Выпишите все строки ниже, в которых встречается слово «peppercorn». Регистр букв учитывается.

##### ФРАГМЕНТ НАБОРА ДАННЫХ #####

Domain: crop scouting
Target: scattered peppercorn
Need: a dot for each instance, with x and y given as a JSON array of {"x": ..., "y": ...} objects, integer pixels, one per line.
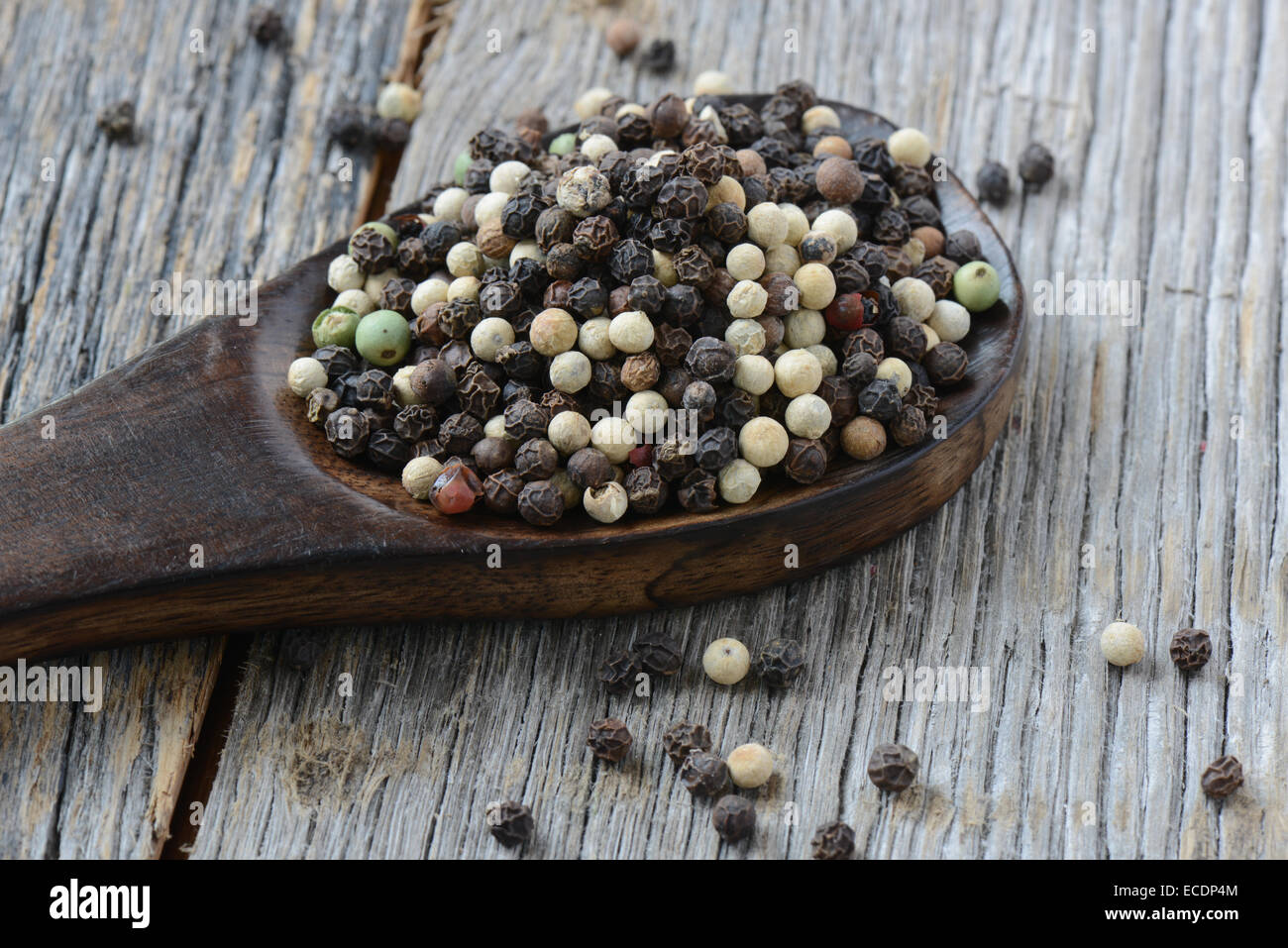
[
  {"x": 1223, "y": 777},
  {"x": 893, "y": 768},
  {"x": 833, "y": 841},
  {"x": 609, "y": 740},
  {"x": 509, "y": 822},
  {"x": 1190, "y": 649},
  {"x": 734, "y": 818}
]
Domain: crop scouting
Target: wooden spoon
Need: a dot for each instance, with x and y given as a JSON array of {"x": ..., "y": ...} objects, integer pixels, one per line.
[{"x": 184, "y": 493}]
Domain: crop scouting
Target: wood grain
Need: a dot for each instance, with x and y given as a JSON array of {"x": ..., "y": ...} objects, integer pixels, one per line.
[
  {"x": 1121, "y": 441},
  {"x": 231, "y": 145}
]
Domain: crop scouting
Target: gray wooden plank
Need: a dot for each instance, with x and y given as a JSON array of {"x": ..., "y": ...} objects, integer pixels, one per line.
[{"x": 232, "y": 147}]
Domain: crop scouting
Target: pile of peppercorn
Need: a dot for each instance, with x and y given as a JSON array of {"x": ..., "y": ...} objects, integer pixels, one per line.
[{"x": 665, "y": 307}]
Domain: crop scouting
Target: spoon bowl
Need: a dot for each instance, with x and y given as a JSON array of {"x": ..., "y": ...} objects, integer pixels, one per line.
[{"x": 185, "y": 493}]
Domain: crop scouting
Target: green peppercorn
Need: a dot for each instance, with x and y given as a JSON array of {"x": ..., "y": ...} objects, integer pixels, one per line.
[{"x": 382, "y": 338}]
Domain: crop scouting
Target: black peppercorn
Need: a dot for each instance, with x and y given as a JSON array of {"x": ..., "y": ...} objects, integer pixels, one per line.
[
  {"x": 833, "y": 841},
  {"x": 501, "y": 491},
  {"x": 781, "y": 662},
  {"x": 509, "y": 822},
  {"x": 734, "y": 818},
  {"x": 683, "y": 738},
  {"x": 320, "y": 404},
  {"x": 945, "y": 364},
  {"x": 608, "y": 740},
  {"x": 541, "y": 502},
  {"x": 348, "y": 432},
  {"x": 1037, "y": 165},
  {"x": 698, "y": 492},
  {"x": 387, "y": 451},
  {"x": 893, "y": 768},
  {"x": 1223, "y": 777},
  {"x": 657, "y": 653},
  {"x": 658, "y": 55},
  {"x": 711, "y": 360},
  {"x": 993, "y": 183},
  {"x": 1190, "y": 649},
  {"x": 805, "y": 462},
  {"x": 589, "y": 468},
  {"x": 880, "y": 399},
  {"x": 703, "y": 773},
  {"x": 715, "y": 449},
  {"x": 372, "y": 250},
  {"x": 536, "y": 460}
]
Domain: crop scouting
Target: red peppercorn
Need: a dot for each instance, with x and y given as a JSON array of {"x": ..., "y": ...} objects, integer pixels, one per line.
[{"x": 845, "y": 313}]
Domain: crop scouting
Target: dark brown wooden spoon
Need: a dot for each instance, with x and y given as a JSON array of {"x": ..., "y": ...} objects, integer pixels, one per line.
[{"x": 198, "y": 442}]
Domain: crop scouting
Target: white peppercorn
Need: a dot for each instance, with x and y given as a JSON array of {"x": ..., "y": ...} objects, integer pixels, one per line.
[
  {"x": 726, "y": 661},
  {"x": 357, "y": 300},
  {"x": 343, "y": 273},
  {"x": 304, "y": 375},
  {"x": 803, "y": 329},
  {"x": 819, "y": 117},
  {"x": 553, "y": 331},
  {"x": 570, "y": 371},
  {"x": 841, "y": 227},
  {"x": 419, "y": 475},
  {"x": 398, "y": 101},
  {"x": 763, "y": 442},
  {"x": 746, "y": 337},
  {"x": 750, "y": 766},
  {"x": 951, "y": 321},
  {"x": 910, "y": 147},
  {"x": 807, "y": 416},
  {"x": 614, "y": 438},
  {"x": 505, "y": 178},
  {"x": 818, "y": 285},
  {"x": 1122, "y": 644},
  {"x": 914, "y": 298},
  {"x": 767, "y": 226},
  {"x": 428, "y": 292},
  {"x": 605, "y": 502},
  {"x": 464, "y": 261},
  {"x": 592, "y": 339},
  {"x": 746, "y": 300},
  {"x": 798, "y": 372},
  {"x": 745, "y": 262},
  {"x": 630, "y": 331},
  {"x": 738, "y": 480},
  {"x": 568, "y": 432},
  {"x": 898, "y": 371},
  {"x": 754, "y": 373}
]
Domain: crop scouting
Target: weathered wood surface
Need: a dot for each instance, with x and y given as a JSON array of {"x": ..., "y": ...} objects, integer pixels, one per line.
[
  {"x": 231, "y": 147},
  {"x": 1121, "y": 489}
]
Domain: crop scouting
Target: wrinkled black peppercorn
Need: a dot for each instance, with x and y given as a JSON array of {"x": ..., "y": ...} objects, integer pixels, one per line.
[
  {"x": 683, "y": 738},
  {"x": 703, "y": 773},
  {"x": 609, "y": 740},
  {"x": 893, "y": 767},
  {"x": 1223, "y": 777},
  {"x": 658, "y": 653},
  {"x": 509, "y": 822},
  {"x": 833, "y": 841},
  {"x": 734, "y": 818},
  {"x": 781, "y": 662},
  {"x": 1190, "y": 649}
]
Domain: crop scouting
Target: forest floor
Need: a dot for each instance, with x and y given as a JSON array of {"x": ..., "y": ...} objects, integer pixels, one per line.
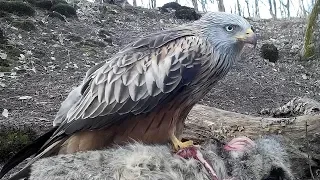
[{"x": 56, "y": 55}]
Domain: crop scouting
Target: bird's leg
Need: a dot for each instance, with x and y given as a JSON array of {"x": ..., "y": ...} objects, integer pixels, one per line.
[
  {"x": 177, "y": 144},
  {"x": 239, "y": 144}
]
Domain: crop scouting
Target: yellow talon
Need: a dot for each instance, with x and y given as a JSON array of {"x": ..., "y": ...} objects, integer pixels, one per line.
[{"x": 177, "y": 144}]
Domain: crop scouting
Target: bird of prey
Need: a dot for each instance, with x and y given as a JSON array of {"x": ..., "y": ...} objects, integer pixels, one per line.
[{"x": 145, "y": 91}]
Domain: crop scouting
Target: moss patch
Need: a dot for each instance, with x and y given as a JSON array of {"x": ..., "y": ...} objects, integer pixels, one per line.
[
  {"x": 13, "y": 139},
  {"x": 65, "y": 9},
  {"x": 26, "y": 25},
  {"x": 17, "y": 7}
]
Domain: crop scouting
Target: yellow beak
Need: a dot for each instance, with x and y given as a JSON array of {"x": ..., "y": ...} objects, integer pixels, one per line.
[{"x": 248, "y": 37}]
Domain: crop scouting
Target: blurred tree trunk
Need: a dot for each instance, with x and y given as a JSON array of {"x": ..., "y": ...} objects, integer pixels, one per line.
[
  {"x": 195, "y": 5},
  {"x": 287, "y": 7},
  {"x": 302, "y": 8},
  {"x": 221, "y": 6},
  {"x": 275, "y": 8},
  {"x": 248, "y": 8},
  {"x": 270, "y": 9},
  {"x": 256, "y": 4},
  {"x": 311, "y": 46},
  {"x": 153, "y": 4}
]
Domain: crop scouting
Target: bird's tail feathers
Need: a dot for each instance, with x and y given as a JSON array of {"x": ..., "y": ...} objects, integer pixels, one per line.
[
  {"x": 25, "y": 171},
  {"x": 26, "y": 152}
]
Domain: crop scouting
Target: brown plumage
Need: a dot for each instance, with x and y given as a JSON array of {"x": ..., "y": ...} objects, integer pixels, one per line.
[{"x": 145, "y": 91}]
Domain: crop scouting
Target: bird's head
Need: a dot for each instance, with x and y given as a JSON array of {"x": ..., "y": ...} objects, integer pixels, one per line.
[{"x": 228, "y": 31}]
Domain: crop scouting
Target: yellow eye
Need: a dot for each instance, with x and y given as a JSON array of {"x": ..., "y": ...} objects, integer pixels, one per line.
[{"x": 229, "y": 28}]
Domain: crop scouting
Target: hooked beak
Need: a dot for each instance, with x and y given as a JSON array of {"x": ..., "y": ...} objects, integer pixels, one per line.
[{"x": 248, "y": 37}]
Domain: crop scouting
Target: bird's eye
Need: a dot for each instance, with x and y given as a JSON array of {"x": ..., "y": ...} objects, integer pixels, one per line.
[{"x": 229, "y": 28}]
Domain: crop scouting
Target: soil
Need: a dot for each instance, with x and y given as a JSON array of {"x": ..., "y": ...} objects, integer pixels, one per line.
[{"x": 56, "y": 55}]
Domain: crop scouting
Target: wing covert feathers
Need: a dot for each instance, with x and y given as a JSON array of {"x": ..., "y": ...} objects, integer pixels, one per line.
[{"x": 137, "y": 79}]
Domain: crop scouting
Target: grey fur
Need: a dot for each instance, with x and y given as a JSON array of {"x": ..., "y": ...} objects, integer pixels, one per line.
[{"x": 146, "y": 162}]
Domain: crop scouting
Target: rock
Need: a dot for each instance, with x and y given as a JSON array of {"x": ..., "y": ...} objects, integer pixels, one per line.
[
  {"x": 270, "y": 52},
  {"x": 74, "y": 38},
  {"x": 64, "y": 9},
  {"x": 17, "y": 7},
  {"x": 105, "y": 35},
  {"x": 295, "y": 49},
  {"x": 93, "y": 43},
  {"x": 26, "y": 25},
  {"x": 47, "y": 4},
  {"x": 2, "y": 37},
  {"x": 55, "y": 14},
  {"x": 171, "y": 5}
]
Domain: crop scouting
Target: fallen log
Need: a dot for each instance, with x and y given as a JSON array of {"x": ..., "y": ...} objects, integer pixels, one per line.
[
  {"x": 301, "y": 134},
  {"x": 208, "y": 122}
]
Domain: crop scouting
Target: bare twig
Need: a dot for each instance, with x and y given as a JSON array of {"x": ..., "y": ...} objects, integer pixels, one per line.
[{"x": 308, "y": 151}]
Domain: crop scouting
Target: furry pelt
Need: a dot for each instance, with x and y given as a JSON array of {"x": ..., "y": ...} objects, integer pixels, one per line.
[{"x": 267, "y": 160}]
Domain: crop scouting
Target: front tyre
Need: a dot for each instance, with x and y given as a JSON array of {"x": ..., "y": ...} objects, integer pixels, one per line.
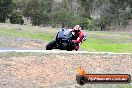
[{"x": 51, "y": 45}]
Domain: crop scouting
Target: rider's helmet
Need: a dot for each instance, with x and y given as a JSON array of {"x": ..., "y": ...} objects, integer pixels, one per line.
[{"x": 77, "y": 29}]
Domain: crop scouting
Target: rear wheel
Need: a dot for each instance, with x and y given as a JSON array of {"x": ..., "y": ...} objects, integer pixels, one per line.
[
  {"x": 81, "y": 80},
  {"x": 51, "y": 45}
]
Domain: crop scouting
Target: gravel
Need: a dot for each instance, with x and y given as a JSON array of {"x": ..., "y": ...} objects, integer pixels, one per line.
[{"x": 59, "y": 70}]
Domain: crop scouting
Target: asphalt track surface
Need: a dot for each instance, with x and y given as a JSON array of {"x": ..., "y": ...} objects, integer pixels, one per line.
[{"x": 59, "y": 51}]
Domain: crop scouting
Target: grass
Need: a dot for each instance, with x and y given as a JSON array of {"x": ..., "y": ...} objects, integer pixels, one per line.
[
  {"x": 42, "y": 36},
  {"x": 96, "y": 42}
]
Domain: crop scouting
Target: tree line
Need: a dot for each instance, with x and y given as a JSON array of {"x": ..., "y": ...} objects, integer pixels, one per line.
[{"x": 90, "y": 14}]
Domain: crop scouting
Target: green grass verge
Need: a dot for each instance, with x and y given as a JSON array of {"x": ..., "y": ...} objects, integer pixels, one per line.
[
  {"x": 93, "y": 43},
  {"x": 104, "y": 46},
  {"x": 42, "y": 36}
]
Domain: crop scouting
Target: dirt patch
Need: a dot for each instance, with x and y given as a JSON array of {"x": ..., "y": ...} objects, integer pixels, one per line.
[{"x": 59, "y": 70}]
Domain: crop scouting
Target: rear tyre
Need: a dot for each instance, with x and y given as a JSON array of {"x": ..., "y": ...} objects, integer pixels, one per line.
[
  {"x": 81, "y": 80},
  {"x": 51, "y": 45}
]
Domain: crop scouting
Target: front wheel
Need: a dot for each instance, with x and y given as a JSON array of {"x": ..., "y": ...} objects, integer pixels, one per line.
[{"x": 51, "y": 45}]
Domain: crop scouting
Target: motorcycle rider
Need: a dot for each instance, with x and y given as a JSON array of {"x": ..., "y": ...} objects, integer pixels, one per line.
[{"x": 78, "y": 36}]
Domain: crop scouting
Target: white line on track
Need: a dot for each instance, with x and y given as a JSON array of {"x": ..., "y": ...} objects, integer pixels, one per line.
[{"x": 59, "y": 51}]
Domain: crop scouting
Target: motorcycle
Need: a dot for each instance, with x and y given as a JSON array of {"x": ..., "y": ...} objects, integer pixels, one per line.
[{"x": 63, "y": 41}]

#####

▶ _ОТВЕТ К УПРАЖНЕНИЮ_:
Target: scattered peppercorn
Target: pile of peppercorn
Target: green peppercorn
Target: black peppercorn
Target: red peppercorn
Target: white peppercorn
Target: wrinkled black peppercorn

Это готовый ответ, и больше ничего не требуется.